▸ **Assignment**: In the piece on coping with uncertainty, what two things does it say we have to do to cope with uncertainty?

▸ **Document extract**:
########################################

Coping with uncertainty

Dr. Paulo Pires, psychologist in the Child Youth Mental Health Program at McMaster Children’s Hospital

We’re experiencing a stressful time in history, a time of uncertainty. The coronavirus is a real threat to our well-being.

Brain is activated by danger

Our brain is activated by the signs of danger and it wants to keep us safe.

So, we think: What if this happens? What if that happens? Uncertainty gets fuelled.

As we think about the future we can’t be sure how things are going to turn out. There seems to be more questions than answers.

It’s normal to feel unsettled

To cope with uncertainty, we have to tolerate it and invest in what we can control.

Accepting and tolerating uncertainty is hard to do.

Tolerating uncertainty is a challenge for everyone, and in particular for people who struggle with anxiety.

Accepting and tolerating means, “I don’t like this, but I can stand it.”

########################################

▸ **Dataset entries**:
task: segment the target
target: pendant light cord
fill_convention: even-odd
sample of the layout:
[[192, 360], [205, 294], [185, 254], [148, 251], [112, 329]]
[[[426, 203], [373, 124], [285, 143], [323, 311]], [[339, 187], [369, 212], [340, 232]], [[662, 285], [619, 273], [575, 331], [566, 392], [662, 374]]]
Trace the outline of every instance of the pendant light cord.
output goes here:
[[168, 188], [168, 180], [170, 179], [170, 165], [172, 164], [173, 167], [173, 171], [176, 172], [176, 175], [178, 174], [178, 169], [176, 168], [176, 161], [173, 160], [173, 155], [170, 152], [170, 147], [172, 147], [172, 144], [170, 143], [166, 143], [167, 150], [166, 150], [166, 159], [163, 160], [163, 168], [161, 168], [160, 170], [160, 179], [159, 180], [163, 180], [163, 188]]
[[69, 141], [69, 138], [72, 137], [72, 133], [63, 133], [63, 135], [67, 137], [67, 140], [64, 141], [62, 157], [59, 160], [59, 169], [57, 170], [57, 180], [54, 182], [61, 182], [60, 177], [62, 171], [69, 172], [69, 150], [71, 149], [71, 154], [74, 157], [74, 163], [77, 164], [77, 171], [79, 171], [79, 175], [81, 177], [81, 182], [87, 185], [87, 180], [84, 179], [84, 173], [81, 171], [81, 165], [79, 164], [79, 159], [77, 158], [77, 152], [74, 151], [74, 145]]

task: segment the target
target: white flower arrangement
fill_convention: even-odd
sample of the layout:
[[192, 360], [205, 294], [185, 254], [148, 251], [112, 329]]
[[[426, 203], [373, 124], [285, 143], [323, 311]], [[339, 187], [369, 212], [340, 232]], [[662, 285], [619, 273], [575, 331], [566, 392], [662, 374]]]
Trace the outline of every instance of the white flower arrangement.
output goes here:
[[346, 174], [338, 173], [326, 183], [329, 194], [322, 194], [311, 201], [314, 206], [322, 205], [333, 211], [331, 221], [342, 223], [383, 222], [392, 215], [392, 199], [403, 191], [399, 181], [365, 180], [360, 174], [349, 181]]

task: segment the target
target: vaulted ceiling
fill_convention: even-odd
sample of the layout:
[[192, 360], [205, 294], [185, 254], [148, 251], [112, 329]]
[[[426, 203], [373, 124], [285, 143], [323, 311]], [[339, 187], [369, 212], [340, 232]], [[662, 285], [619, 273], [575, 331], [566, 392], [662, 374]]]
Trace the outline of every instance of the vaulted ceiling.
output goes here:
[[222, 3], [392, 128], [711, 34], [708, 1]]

########################################

▸ **Result below**: We have to tolerate uncertainty and invest in what we can control.